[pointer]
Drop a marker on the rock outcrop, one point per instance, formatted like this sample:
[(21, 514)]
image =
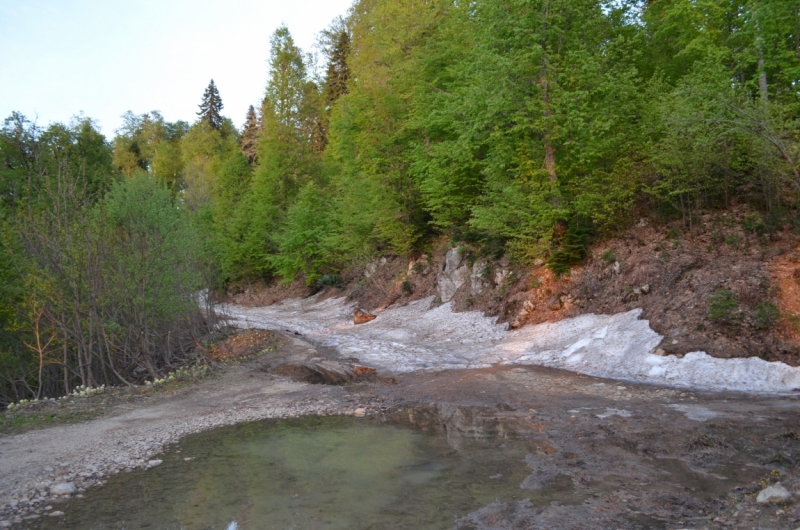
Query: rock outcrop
[(362, 317), (453, 276)]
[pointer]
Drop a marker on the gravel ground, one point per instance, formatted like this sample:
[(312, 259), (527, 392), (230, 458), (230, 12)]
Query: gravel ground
[(36, 466)]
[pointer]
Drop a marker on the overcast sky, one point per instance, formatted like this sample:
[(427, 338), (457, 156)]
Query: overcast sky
[(103, 57)]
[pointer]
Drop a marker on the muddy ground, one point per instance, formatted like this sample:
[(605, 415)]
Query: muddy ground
[(619, 455), (671, 271)]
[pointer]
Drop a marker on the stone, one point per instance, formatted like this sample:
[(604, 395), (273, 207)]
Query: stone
[(362, 317), (555, 303), (774, 493), (361, 370), (63, 488), (453, 276)]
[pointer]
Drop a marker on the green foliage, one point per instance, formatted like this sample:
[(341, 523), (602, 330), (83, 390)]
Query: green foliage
[(573, 247), (301, 242), (211, 107), (723, 306)]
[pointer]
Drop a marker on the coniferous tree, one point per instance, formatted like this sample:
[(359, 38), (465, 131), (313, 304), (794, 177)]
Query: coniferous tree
[(250, 135), (211, 106), (338, 72)]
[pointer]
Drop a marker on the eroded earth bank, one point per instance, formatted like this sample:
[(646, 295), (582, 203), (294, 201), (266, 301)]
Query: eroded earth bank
[(593, 453)]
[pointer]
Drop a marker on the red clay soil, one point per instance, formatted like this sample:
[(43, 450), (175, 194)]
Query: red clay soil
[(668, 272)]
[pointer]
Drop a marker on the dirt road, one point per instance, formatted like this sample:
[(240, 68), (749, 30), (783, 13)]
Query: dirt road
[(623, 456)]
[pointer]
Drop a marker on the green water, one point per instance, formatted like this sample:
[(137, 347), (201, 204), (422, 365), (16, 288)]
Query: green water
[(310, 473)]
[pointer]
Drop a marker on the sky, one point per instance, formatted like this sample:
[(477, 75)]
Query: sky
[(60, 58)]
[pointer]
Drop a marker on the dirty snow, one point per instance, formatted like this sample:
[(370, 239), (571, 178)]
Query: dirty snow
[(412, 337)]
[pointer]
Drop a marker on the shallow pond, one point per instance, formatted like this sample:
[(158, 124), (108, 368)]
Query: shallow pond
[(310, 473)]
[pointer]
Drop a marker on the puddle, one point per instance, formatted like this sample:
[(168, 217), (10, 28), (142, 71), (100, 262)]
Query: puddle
[(316, 473)]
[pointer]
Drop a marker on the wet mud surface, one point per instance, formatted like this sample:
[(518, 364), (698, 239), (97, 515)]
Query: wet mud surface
[(581, 452)]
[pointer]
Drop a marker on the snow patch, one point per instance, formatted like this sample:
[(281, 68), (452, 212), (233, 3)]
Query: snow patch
[(411, 337)]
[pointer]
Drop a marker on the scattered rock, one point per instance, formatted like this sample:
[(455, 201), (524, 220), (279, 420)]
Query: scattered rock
[(361, 370), (64, 488), (477, 278), (362, 317), (555, 303), (774, 493)]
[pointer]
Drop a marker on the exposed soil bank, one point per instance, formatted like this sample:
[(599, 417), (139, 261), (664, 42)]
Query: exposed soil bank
[(668, 272), (621, 456)]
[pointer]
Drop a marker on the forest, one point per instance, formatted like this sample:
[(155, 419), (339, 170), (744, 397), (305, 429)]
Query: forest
[(525, 127)]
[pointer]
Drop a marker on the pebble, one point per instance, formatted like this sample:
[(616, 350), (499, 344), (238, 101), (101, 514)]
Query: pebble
[(64, 488), (87, 470), (774, 493)]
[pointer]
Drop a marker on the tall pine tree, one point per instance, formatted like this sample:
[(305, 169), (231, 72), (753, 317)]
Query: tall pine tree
[(211, 106), (338, 71), (250, 135)]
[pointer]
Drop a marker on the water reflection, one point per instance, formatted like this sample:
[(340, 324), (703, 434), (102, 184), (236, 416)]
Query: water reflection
[(315, 473)]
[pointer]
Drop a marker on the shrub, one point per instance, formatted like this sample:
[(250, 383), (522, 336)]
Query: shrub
[(723, 306), (766, 315)]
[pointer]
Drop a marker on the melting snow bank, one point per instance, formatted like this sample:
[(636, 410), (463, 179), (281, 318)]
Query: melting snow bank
[(410, 338)]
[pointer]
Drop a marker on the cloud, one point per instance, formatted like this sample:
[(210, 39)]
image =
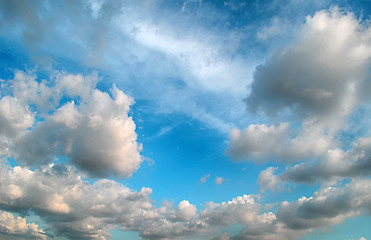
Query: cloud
[(204, 178), (312, 85), (319, 76), (260, 143), (267, 180), (327, 207), (17, 228), (243, 209), (334, 165), (219, 180), (69, 205), (93, 129)]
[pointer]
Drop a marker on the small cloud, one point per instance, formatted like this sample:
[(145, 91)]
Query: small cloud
[(219, 180), (204, 178)]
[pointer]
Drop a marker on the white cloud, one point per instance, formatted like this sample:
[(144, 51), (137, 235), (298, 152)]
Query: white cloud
[(334, 165), (327, 207), (320, 76), (94, 130), (71, 206), (268, 180), (219, 180), (243, 209), (204, 178), (314, 84), (259, 142), (17, 228)]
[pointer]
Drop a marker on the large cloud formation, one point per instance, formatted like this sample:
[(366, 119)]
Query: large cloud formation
[(17, 228), (90, 127), (314, 83)]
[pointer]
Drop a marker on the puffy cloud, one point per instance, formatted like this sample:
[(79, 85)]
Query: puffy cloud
[(335, 164), (316, 81), (17, 228), (243, 209), (327, 207), (70, 206), (204, 178), (267, 179), (260, 142), (219, 180), (93, 129), (15, 119), (321, 75)]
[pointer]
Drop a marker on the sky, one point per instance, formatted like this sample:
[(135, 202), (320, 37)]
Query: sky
[(185, 119)]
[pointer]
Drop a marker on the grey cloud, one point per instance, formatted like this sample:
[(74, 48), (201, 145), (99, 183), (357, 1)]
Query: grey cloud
[(70, 206), (12, 228), (267, 180), (242, 209)]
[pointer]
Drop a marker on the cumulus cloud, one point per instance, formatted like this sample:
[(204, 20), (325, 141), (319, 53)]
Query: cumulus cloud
[(328, 206), (321, 75), (268, 180), (93, 129), (204, 178), (260, 142), (243, 209), (219, 180), (70, 206), (335, 164), (315, 83), (17, 228)]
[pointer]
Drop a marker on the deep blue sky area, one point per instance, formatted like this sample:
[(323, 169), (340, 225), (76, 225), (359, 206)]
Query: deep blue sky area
[(187, 119)]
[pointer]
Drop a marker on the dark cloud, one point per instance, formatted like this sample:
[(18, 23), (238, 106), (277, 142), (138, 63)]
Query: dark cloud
[(320, 75)]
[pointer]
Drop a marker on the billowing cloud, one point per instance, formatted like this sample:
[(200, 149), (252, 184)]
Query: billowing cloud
[(335, 164), (328, 206), (70, 206), (204, 178), (260, 142), (319, 76), (268, 180), (17, 228), (219, 180), (93, 129), (243, 209), (314, 83)]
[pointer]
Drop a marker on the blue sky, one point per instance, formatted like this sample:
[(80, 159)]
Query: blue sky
[(188, 119)]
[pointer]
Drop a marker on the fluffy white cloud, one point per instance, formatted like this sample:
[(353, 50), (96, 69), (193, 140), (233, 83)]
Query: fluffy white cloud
[(268, 180), (219, 180), (315, 82), (259, 142), (93, 129), (15, 119), (71, 206), (319, 76), (335, 164), (204, 178), (329, 206), (17, 228), (243, 209)]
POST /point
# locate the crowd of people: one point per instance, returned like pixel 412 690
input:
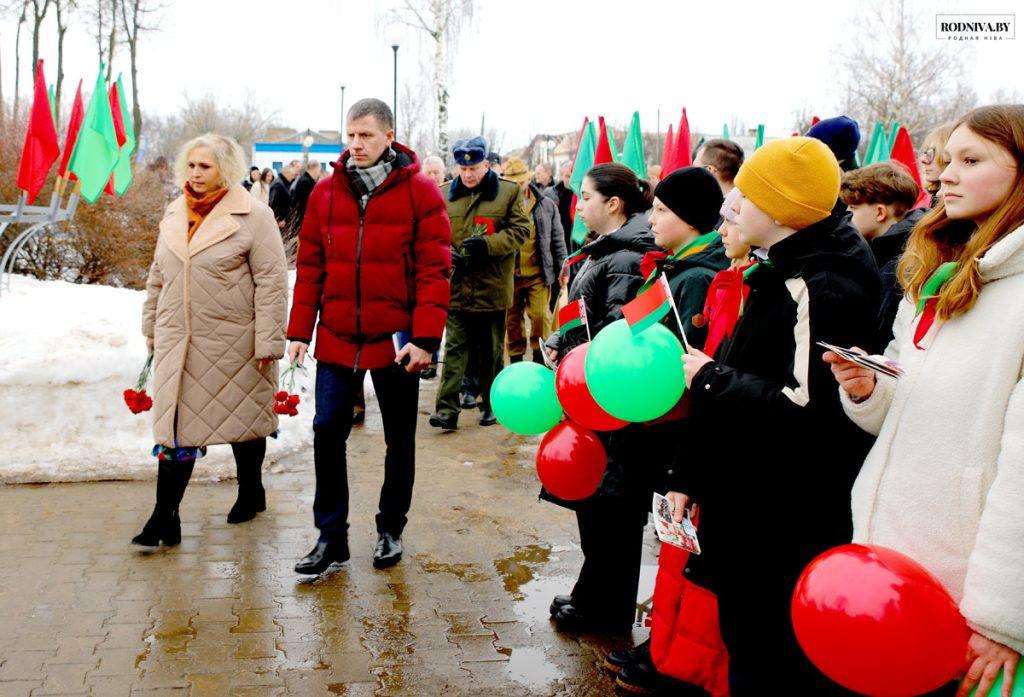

········

Without the pictures, extract every entry verbatim.

[pointer]
Drop a marker on the rock outcrop, one point per instance, formatted like this sample:
[(21, 514)]
image =
Query: rock outcrop
[(362, 317), (453, 276)]
[pointer]
Drop a marker on the gravel ground, one point per instance, formatted like this sample:
[(312, 259), (527, 392), (230, 458), (230, 12)]
Query: gravel ground
[(36, 466)]
[pointer]
Drop a marker on the overcast sky, one point per instance, formatted like this sample:
[(427, 338), (457, 156)]
Query: overcast sky
[(103, 57)]
[pointer]
Drop a marker on the muddy ground, one point per instance, formatted like this sample:
[(605, 415)]
Query: muddy ground
[(619, 455), (671, 271)]
[pointer]
Drop a marker on the stone, one point per instance, formatted like this sample:
[(604, 395), (273, 207)]
Query: stone
[(362, 317), (555, 303), (774, 493), (361, 370), (63, 488), (453, 276)]
[pointer]
Drop a marker on the green foliage, one point per instance, formatted like this sample:
[(341, 523), (602, 330), (83, 390)]
Query: green foliage
[(573, 247), (301, 242), (211, 107), (723, 306)]
[pointer]
Drop a marker on the coniferous tree, one point per instance, formatted like this sample:
[(359, 38), (465, 131), (313, 304), (794, 177)]
Query: coniferous tree
[(250, 135), (211, 106), (338, 72)]
[pointer]
Drop a marker on the eroded earth bank, one point per instance, formatted like this sample:
[(646, 295), (582, 203), (294, 201), (266, 301)]
Query: eroded earth bank
[(593, 453)]
[pointer]
Drop a marker on the red clay soil, one point per instance, formatted like this sample:
[(43, 450), (175, 194)]
Query: red clay soil
[(668, 272)]
[pointer]
Drop a marker on the dirt road, one point per instance, formatted like this sample:
[(240, 68), (749, 30), (783, 13)]
Query: dirt road
[(623, 456)]
[pointer]
Drop a marker on the green water, one point per instance, formatted like this sample:
[(137, 347), (201, 204), (422, 365), (16, 288)]
Query: green water
[(310, 473)]
[pointer]
Drop a marker on the sky, one point per instance, formatted like this sample:
[(477, 75)]
Query: sky
[(60, 58)]
[pointer]
Drop a marker on the dirty snow, one point per instance, formatted like this sample:
[(370, 239), (571, 178)]
Query: dirty snow
[(412, 337)]
[pointer]
Drop a marker on the shallow pond, one point per instance, formatted like this sample:
[(158, 124), (108, 368)]
Query: shallow pond
[(310, 473)]
[pointer]
Drop a marker on the puddle, one point per instance, formatted like this sample:
[(168, 217), (10, 28), (142, 71), (100, 262)]
Query: puddle
[(316, 473)]
[pointer]
Drop a marker on the wet mud surface, one point per instance, formatted like this sample:
[(518, 364), (698, 239), (97, 515)]
Query: wet mud surface
[(581, 452)]
[pointer]
Drop a marker on the snow patch, one point per instance, formatted like this sample:
[(281, 68), (452, 212), (233, 3)]
Query: snow patch
[(411, 337)]
[pointer]
Drop a marker on the scattered rock, one point per instance, formatted like this sample:
[(455, 201), (524, 220), (279, 420)]
Query: scattered rock
[(361, 370), (64, 488), (477, 278), (362, 317), (555, 303), (774, 493)]
[pointer]
Drop a marker on the exposed soil bank, one point per instance, formatted like this sample:
[(599, 417), (139, 261), (664, 42)]
Query: exposed soil bank
[(668, 272), (621, 456)]
[pointer]
Drop a marker on the forest, one point per instance, formatted like this sample:
[(155, 419), (339, 170), (744, 397), (305, 429)]
Query: forest
[(525, 127)]
[pointer]
Drop a marker on the pebble, one point per instance, formatted like this sample:
[(616, 350), (499, 344), (238, 101), (101, 514)]
Query: pebble
[(64, 488), (87, 470), (774, 493)]
[pointer]
Drop a marker on the tall pine tree, one point per instance, formatted like this sample:
[(305, 169), (231, 72), (753, 317)]
Query: tall pine tree
[(211, 106), (338, 71), (250, 135)]
[pointer]
Drop a marker on the water reflection, one point per instance, formatted like this sample:
[(340, 324), (703, 434), (102, 184), (236, 416)]
Query: water reflection
[(315, 473)]
[pointer]
Drop a marker on the shrub, one point per instance, formatted like this sample:
[(250, 383), (522, 336)]
Query: shrub
[(723, 306), (766, 315)]
[pointer]
Drop a marker on the melting snow bank, one point per instance, formatted like this sample:
[(636, 410), (463, 179), (281, 318)]
Query: melting snow bank
[(410, 338)]
[pointer]
Drop a marker on the cloud, one point per instance, formatted like this sample:
[(210, 39)]
image =
Query: cloud
[(204, 178), (312, 85), (319, 76), (260, 143), (267, 180), (327, 207), (17, 228), (243, 209), (334, 165), (219, 180), (69, 205), (93, 129)]
[pointer]
Drop a marker on the small cloud, one point per instance, formatted like this sample:
[(145, 91)]
Query: small cloud
[(219, 180), (204, 178)]
[pointer]
Drop a marker on the white cloud, one point per instance, formatted like this sample:
[(144, 51), (137, 235), (298, 152)]
Query: white cloud
[(334, 165), (327, 207), (320, 76), (94, 130), (71, 206), (268, 180), (219, 180), (243, 209), (204, 178), (314, 84), (259, 142), (17, 228)]
[pointer]
Drop a marker on the large cloud formation, one point per instance, formatted like this sample:
[(366, 119)]
Query: large cloud formation
[(17, 228), (90, 127), (314, 83)]
[pointer]
Drop a marker on the puffy cloud, one point per instance, formatted like this sample:
[(79, 85)]
Query: puffy cloud
[(335, 164), (316, 81), (17, 228), (243, 209), (327, 207), (70, 206), (204, 178), (267, 179), (260, 142), (219, 180), (93, 129), (15, 119), (321, 75)]
[pointer]
Drop a marker on the sky, one point per instance, formatted like this sample:
[(135, 202), (320, 37)]
Query: sky
[(185, 119)]
[pointer]
Drop a marker on the grey cloud, one point per instance, formatted like this sample:
[(74, 48), (201, 145), (99, 183), (357, 1)]
Query: grey cloud
[(70, 206), (12, 228), (267, 180), (242, 209)]
[pointer]
Drop a marker on the cumulus cloud, one point per instance, formatted like this sample:
[(204, 20), (325, 141), (319, 53)]
Query: cumulus cloud
[(328, 206), (321, 75), (268, 180), (93, 129), (204, 178), (260, 142), (243, 209), (219, 180), (70, 206), (335, 164), (315, 83), (17, 228)]
[pointer]
Drop a marker on the deep blue sky area, one point per instance, formatted like this sample:
[(323, 169), (340, 225), (76, 225), (359, 206)]
Query: deep blue sky area
[(187, 119)]
[pointer]
Drop a marker on the dark cloud, one point per instance, formatted like this sample:
[(18, 23), (238, 106), (277, 142), (138, 63)]
Query: dark cloud
[(320, 75)]
[pointer]
Drop a marker on the billowing cloud, one point per instance, formatted like this sample:
[(200, 149), (252, 184)]
Query: billowing cloud
[(335, 164), (328, 206), (70, 206), (204, 178), (260, 142), (319, 76), (268, 180), (17, 228), (219, 180), (93, 129), (243, 209), (314, 83)]
[pointer]
Drop a marker on the blue sky, one point per instance, formatted like this sample:
[(80, 159)]
Query: blue sky
[(188, 119)]
[pointer]
Drop a marker on the fluffy white cloud, one point per instance, formatted like this sample:
[(353, 50), (96, 69), (193, 140), (233, 83)]
Query: fluffy white cloud
[(268, 180), (219, 180), (315, 82), (259, 142), (93, 129), (15, 119), (71, 206), (319, 76), (335, 164), (204, 178), (329, 206), (17, 228), (243, 209)]
POST /point
# locate the crowd of people: one point per instance, returned like pixel 412 690
input:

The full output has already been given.